*TASK PROMPT*.
Please add 57 to every coordinate in the answers, and rewrite the data with the requests included, from the line containing "pink tongue is?" through the end of the data, inclusive.

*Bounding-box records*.
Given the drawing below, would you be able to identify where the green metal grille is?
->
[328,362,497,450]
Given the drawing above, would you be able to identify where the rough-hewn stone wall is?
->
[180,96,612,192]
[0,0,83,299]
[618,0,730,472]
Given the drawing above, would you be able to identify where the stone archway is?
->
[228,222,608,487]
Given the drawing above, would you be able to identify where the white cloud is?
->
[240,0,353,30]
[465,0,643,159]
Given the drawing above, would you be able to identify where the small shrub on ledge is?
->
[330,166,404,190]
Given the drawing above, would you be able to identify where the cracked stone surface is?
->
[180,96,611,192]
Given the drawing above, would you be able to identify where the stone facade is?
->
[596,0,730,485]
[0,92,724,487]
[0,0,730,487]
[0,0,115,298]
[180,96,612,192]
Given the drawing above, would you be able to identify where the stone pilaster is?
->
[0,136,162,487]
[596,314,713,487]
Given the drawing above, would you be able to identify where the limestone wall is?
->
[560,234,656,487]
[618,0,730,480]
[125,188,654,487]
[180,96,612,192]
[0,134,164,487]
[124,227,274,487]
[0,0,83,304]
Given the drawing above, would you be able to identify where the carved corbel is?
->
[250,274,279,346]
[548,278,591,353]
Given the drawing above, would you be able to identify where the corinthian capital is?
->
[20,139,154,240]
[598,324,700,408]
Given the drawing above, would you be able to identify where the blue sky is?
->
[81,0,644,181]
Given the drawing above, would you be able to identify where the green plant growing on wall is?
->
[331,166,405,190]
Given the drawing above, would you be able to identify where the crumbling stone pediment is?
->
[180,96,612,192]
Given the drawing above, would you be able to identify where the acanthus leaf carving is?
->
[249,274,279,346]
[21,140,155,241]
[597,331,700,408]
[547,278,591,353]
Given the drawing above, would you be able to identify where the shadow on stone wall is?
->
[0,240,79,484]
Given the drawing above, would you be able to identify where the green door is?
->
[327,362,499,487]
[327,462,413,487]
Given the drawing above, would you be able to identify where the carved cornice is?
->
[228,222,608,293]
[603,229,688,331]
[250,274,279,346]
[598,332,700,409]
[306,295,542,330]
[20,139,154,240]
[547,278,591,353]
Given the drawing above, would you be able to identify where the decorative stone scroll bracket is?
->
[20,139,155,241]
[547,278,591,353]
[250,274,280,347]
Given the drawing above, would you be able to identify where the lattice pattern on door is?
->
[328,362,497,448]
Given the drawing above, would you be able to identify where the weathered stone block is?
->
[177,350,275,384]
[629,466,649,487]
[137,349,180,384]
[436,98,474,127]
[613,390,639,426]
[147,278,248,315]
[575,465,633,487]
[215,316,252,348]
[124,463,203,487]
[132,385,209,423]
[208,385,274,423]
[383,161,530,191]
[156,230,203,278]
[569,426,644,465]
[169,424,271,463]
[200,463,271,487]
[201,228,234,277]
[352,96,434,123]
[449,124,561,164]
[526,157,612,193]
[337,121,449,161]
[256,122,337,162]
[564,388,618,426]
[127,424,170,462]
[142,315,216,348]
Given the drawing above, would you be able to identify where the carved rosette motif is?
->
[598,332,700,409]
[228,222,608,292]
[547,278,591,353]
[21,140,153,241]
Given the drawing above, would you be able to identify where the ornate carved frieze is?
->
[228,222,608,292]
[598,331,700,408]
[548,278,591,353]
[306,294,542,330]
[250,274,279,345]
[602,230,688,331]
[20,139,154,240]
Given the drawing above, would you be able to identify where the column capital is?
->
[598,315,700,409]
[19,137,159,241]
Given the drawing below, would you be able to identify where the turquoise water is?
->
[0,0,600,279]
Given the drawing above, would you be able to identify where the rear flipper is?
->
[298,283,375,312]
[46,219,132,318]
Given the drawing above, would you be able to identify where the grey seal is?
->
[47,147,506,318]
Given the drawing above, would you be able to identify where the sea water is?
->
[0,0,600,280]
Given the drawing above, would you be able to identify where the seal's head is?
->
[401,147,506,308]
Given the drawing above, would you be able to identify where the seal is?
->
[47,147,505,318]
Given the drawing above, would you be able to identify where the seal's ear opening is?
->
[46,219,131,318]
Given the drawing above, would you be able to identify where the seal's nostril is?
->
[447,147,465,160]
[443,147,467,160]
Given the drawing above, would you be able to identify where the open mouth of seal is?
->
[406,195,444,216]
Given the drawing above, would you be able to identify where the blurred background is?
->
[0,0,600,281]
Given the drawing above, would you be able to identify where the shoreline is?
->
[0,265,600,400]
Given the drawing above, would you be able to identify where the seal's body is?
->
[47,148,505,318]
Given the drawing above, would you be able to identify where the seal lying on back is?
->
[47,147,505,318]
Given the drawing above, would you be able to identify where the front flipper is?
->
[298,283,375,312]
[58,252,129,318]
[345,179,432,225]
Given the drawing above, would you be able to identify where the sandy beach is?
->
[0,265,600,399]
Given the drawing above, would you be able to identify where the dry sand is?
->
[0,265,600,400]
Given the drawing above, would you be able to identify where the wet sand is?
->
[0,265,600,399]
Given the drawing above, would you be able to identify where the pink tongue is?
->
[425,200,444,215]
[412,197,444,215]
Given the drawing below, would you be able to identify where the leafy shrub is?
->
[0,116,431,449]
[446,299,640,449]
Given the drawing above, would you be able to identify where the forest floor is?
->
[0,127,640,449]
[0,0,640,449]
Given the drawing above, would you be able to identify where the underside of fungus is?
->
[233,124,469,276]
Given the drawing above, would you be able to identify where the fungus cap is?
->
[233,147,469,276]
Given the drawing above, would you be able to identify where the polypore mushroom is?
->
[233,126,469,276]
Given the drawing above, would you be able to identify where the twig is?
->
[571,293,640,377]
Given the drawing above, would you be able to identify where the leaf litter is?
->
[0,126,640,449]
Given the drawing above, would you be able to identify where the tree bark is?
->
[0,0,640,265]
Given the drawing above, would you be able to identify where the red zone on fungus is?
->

*SOLUTION TO THE PROBLEM*.
Given the drawing above, would you be able to identify where the pink tongue is?
->
[482,257,501,272]
[469,254,501,272]
Given the drawing below, would you be able to identify where the leafy shrub is?
->
[57,173,488,506]
[503,356,697,506]
Given the drawing above, would you be able to identify where the forest floor is?
->
[57,184,697,506]
[57,57,697,506]
Given the drawing above, would you be able to identify where the underside of fungus is?
->
[290,181,526,333]
Given the drawing above, would you be able to identify where the fungus cap is?
->
[290,204,526,333]
Given the drawing above, would you be able to identify where the polypore mushroom is?
->
[290,183,526,333]
Given the drawing above, would you be able to identify where the twig is?
->
[628,350,697,434]
Given the drawing above, would you be able to identify where the leaf litter is?
->
[57,183,697,506]
Given the drawing above, would you be able to identify where the tree bark is?
->
[57,57,697,322]
Given the drawing above, would you be able to identify where the red zone on fungus is?
->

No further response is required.